Work instruction: Once the line with "Category: pink shoe accent" is found in the material, write out that line and every later line exactly, through the end.

Data records:
____________________

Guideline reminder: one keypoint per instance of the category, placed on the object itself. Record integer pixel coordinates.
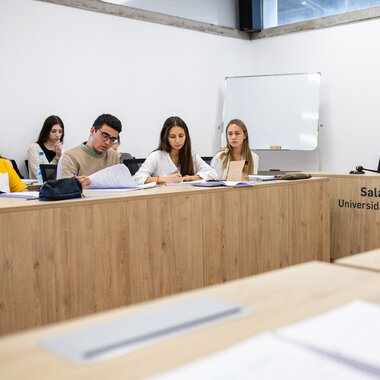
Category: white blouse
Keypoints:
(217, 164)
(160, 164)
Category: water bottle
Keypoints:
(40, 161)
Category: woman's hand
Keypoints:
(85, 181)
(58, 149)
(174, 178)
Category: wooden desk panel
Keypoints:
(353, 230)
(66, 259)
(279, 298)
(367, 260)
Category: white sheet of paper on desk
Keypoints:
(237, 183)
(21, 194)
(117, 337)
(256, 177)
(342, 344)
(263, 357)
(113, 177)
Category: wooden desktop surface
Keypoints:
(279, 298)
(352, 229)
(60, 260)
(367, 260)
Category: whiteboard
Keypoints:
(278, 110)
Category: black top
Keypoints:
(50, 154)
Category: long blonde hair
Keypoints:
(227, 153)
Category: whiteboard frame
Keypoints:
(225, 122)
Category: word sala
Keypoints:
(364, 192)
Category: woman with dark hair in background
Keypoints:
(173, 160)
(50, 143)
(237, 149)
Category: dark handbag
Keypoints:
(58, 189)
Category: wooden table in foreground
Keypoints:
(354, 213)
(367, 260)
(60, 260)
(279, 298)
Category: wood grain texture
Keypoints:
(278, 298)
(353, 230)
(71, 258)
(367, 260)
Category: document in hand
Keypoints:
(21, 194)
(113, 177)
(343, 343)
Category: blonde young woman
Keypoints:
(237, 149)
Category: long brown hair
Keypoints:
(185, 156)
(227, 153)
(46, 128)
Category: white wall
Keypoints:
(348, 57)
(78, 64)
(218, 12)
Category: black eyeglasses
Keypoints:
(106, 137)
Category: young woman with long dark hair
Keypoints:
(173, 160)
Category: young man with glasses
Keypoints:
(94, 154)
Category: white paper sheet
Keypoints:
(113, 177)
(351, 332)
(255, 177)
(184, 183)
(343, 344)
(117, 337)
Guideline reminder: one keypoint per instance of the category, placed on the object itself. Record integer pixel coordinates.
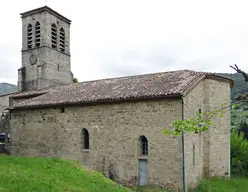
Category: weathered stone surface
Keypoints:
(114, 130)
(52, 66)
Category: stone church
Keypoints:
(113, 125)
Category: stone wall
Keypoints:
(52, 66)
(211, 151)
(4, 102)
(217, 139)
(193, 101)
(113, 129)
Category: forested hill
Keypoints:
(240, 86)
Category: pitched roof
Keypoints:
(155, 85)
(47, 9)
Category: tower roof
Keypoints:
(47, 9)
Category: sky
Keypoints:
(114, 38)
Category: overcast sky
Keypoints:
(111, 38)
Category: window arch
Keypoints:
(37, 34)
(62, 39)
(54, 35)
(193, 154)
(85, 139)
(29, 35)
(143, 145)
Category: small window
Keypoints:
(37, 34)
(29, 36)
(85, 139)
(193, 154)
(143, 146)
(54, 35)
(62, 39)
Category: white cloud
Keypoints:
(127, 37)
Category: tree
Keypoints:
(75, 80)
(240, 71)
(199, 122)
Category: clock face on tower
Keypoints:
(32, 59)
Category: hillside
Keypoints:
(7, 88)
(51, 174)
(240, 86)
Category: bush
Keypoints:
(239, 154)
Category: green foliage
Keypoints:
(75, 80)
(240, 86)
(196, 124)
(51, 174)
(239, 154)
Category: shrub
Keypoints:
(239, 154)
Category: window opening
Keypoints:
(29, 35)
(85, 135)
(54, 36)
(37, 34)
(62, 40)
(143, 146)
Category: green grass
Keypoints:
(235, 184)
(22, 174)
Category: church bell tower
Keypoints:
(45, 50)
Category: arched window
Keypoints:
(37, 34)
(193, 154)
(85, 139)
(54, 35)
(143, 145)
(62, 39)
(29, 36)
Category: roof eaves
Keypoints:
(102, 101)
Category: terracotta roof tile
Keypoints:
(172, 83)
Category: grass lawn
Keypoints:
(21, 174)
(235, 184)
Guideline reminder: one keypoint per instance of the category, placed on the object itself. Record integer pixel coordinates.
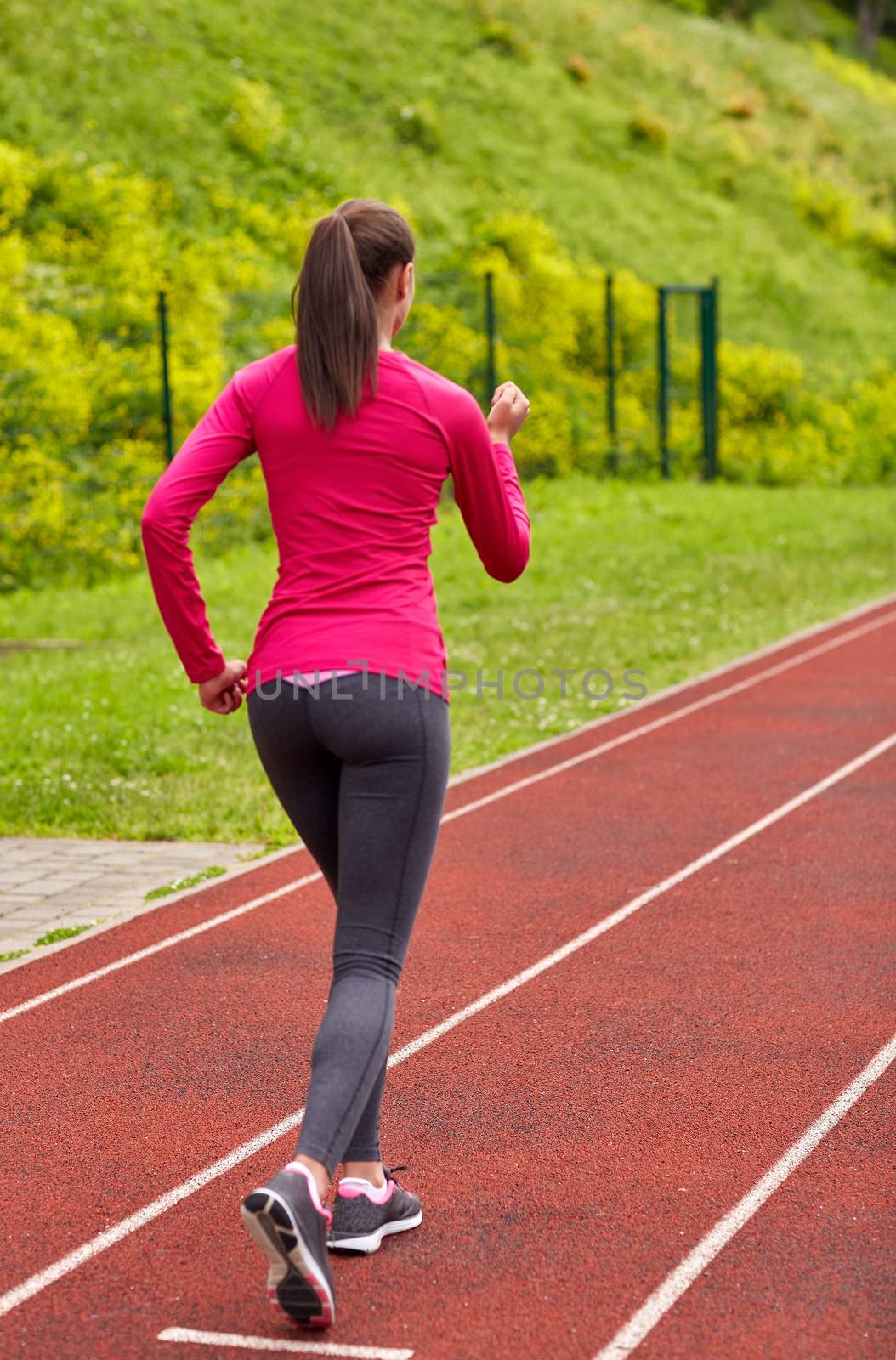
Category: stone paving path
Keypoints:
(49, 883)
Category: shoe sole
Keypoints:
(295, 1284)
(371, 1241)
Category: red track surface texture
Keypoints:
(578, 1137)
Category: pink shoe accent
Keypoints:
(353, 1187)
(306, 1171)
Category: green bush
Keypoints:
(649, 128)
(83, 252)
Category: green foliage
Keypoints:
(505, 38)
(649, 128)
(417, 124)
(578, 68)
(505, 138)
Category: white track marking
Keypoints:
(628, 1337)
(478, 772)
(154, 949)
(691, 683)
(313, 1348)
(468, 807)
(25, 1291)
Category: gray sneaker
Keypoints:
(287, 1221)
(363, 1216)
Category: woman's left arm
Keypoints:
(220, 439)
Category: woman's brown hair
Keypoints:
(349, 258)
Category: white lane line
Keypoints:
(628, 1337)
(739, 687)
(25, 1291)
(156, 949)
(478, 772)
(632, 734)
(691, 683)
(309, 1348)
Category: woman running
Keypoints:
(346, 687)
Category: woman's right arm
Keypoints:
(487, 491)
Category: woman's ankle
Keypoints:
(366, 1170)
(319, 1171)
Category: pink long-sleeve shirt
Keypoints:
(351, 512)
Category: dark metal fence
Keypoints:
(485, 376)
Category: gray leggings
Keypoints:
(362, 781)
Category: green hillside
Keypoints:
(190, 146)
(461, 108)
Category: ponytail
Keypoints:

____________________

Written answer:
Category: pink shoe accent
Keypoints:
(353, 1187)
(306, 1171)
Category: green bush
Keypoints:
(649, 128)
(83, 252)
Category: green foliage
Keypoints:
(505, 38)
(649, 128)
(417, 124)
(578, 68)
(505, 138)
Category: white track marking
Keypoints:
(628, 1337)
(478, 772)
(154, 949)
(691, 683)
(313, 1348)
(468, 807)
(25, 1291)
Category: gray sneaker
Keypoints:
(287, 1221)
(363, 1216)
Category: woman's left arm
Keypoints:
(220, 439)
Category: woman's brown hair
Keypoints:
(349, 258)
Category: white lane line
Keypoints:
(628, 1337)
(739, 687)
(25, 1291)
(156, 949)
(478, 772)
(632, 734)
(691, 683)
(309, 1348)
Category: woman running
Keypoints:
(346, 687)
Category: woman's right arm
Keypoints:
(487, 491)
Category: woman's ankle
Keypoints:
(366, 1170)
(319, 1171)
Category: pink long-sleeve shirt
Keypoints:
(351, 512)
Category: dark metal fence
Keypoints:
(485, 376)
Category: gray leggings
Keypoints:
(362, 781)
Category: green hillside
Keypoints:
(190, 146)
(461, 108)
Category: ponytail
Keypoints:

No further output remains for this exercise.